What he should have said is, "Don't you dare", and suggested that the boards get rid of a few hundred pen-pushers, paper-shufflers and bean-counters and offer resident doctors more attractive pay.
The avoidable tragedy last Friday on the Northwestern Motorway, in which an innocent teenage father of a 2-year-old girl was shot by police, is simply the latest in a continuing saga of regular police bungles.
This one, however, is inexcusable and for Police Minister Judith Collins it ought to be the last straw.
Three armed coppers all shooting at once was like something out of a B-grade western movie. The whole ghastly incident reveals a lack of discipline, a lack of training and abysmal leadership.
I have said it before and I say it again: the parlous state of the NZ Police requires at most a Royal Commission of Inquiry and at least the peremptory sacking of the Commissioner and other culpable officers and managers.
But I doubt that will happen, for the allegedly flinty Mrs Collins has already hidden behind the "it's not my affair" mantra so beloved of her immediate predecessors.
Conned by police hierarchy into allowing the police to continue with their Organised and Financial Crime Agency's turf war with the Serious Fraud Office, Mrs Collins said: "It is a police operation. I'm not really into micro-managing what the police do."
Balderdash. It's time Mrs Collins and Mr Ryall suss out what is operational and what is policy. They represent the public and therefore should be ready to stamp their feet when departments under their supervision do not perform as the public would expect.
Corrections is another. It, too, has been a shambles for the entire term of the previous government and the latest series of escapes does nothing to bolster public confidence.
And as for defence, what can you say? The results of Labour defence ministers holding their noses every time they opened that portfolio were made only too obvious in Geoff Cummings' excellent feature on Saturday: "Can't sail, can't fly, can't fight".
John Key, take note: It's past time for you and your team to show us convincingly that your Government can govern.

Exercises to complete:
a: Reproduce a passage from the column word for word, beginning at the words "What he should" and stopping after "regular police bungles.".
b: Answer these questions using the column:
(i) How many armed officers does the column say were shooting at once?
(ii) On what day did the shooting on the Northwestern Motorway take place?
(iii) What was the title of Geoff Cummings' feature?
The material that comes after this column has no connection to it.

Data listing:
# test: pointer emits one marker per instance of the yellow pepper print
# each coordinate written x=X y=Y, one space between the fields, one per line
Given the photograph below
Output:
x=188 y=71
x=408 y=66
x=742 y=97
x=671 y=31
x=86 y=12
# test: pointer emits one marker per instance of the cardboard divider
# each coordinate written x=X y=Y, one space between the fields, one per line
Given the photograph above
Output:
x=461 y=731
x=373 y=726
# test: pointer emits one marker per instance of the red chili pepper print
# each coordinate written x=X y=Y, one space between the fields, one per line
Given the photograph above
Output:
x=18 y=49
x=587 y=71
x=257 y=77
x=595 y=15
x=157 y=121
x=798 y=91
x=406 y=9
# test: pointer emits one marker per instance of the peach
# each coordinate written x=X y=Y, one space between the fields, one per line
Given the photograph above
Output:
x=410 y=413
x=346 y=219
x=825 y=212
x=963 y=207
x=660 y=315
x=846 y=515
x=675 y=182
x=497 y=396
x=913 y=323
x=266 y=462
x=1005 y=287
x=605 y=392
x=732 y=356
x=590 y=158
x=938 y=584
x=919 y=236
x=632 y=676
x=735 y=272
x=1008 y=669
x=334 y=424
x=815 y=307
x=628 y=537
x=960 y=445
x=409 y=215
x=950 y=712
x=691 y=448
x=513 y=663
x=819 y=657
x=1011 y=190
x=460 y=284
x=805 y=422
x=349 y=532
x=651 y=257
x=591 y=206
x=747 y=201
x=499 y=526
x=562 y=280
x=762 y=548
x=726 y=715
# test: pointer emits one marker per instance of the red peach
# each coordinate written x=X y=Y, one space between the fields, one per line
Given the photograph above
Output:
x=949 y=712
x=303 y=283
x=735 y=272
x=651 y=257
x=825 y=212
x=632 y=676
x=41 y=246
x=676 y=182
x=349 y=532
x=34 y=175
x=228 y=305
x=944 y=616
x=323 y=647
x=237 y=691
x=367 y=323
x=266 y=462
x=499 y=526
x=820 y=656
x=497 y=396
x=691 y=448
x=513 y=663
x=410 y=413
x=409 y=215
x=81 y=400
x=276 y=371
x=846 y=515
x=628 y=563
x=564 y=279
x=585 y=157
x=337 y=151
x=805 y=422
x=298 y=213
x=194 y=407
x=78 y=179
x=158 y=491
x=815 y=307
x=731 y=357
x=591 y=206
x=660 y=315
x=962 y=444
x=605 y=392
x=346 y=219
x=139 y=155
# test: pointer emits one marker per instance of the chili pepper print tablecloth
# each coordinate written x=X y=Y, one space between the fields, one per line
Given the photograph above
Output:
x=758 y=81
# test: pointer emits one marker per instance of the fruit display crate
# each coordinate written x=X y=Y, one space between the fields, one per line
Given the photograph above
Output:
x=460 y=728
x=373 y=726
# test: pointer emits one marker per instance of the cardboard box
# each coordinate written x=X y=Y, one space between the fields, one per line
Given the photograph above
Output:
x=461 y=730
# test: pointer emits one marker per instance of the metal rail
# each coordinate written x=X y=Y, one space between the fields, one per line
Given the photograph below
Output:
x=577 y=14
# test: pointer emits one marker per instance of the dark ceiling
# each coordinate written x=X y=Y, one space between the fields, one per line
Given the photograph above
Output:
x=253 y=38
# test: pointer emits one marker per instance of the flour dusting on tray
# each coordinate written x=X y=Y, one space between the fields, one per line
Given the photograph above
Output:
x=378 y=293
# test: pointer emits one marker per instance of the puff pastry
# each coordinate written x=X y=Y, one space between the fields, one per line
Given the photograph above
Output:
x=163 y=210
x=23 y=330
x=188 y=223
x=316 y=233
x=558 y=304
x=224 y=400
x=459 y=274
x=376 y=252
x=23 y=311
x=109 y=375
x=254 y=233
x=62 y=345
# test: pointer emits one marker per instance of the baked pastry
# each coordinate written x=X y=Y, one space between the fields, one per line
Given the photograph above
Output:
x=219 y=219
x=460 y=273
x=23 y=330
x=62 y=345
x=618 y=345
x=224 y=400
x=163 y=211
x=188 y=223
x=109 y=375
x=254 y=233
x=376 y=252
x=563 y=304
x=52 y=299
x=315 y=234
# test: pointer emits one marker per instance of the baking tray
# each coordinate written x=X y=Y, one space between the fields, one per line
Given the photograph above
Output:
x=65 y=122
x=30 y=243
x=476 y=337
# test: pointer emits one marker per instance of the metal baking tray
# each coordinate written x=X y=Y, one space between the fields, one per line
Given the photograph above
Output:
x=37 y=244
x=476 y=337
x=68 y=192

Solutions to each task:
a:
What he should have said is, "Don't you dare", and suggested that the boards get rid of a few hundred pen-pushers, paper-shufflers and bean-counters and offer resident doctors more attractive pay.
The avoidable tragedy last Friday on the Northwestern Motorway, in which an innocent teenage father of a 2-year-old girl was shot by police, is simply the latest in a continuing saga of regular police bungles.

b:
(i) Three
(ii) Last Friday
(iii) "Can't sail, can't fly, can't fight"